Required action
Restate every entry verbatim; drop the pictures.

Stored data:
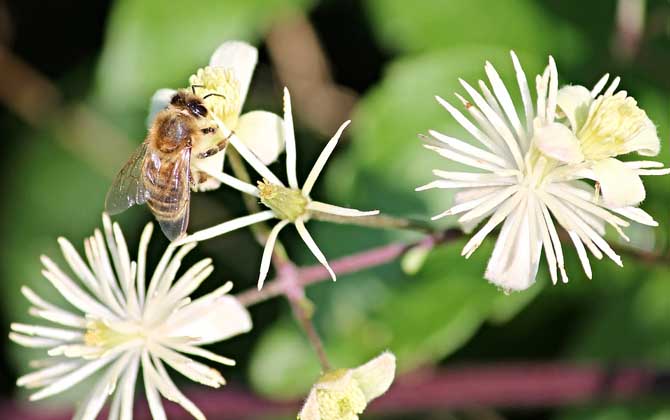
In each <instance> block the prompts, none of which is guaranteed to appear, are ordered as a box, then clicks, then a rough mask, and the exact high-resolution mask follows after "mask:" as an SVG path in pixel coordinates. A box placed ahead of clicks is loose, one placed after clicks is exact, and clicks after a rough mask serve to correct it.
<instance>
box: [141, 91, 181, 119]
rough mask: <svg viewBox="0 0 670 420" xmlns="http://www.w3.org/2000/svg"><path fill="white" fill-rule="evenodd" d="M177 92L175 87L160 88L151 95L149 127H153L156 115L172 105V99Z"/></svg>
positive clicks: (149, 117)
mask: <svg viewBox="0 0 670 420" xmlns="http://www.w3.org/2000/svg"><path fill="white" fill-rule="evenodd" d="M175 93H177V91H176V90H174V89H167V88H163V89H158V90H157V91H156V92H155V93H154V94H153V96H152V97H151V102H150V103H149V115H148V116H147V127H151V126H152V125H153V123H154V119H156V115H157V114H158V113H159V112H161V111H162V110H164V109H165V108H167V106H168V105H170V101H171V100H172V97H173V96H174V94H175Z"/></svg>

Solved exercise
In each <instance> block the prompts, none of which is guaranteed to appear, are ordered as a box, then clicks, then a rough mask, and the exact high-resolution mask follows after "mask:" as an SVG path in pixel coordinates. A box placed ahead of clicks is loose, one placed after clicks is exact, and clicks after a rough mask serve to correct it.
<instance>
box: [141, 91, 181, 119]
rough mask: <svg viewBox="0 0 670 420" xmlns="http://www.w3.org/2000/svg"><path fill="white" fill-rule="evenodd" d="M177 92L175 87L160 88L151 95L149 127H153L156 115L172 105V99Z"/></svg>
positive clicks: (149, 117)
mask: <svg viewBox="0 0 670 420" xmlns="http://www.w3.org/2000/svg"><path fill="white" fill-rule="evenodd" d="M175 93H177V91H176V90H174V89H167V88H163V89H158V90H157V91H156V92H155V93H154V94H153V96H152V97H151V102H150V103H149V115H148V116H147V127H151V126H152V125H153V123H154V119H156V115H157V114H158V113H159V112H161V111H162V110H164V109H165V108H167V106H168V105H170V101H171V100H172V97H173V96H174V94H175Z"/></svg>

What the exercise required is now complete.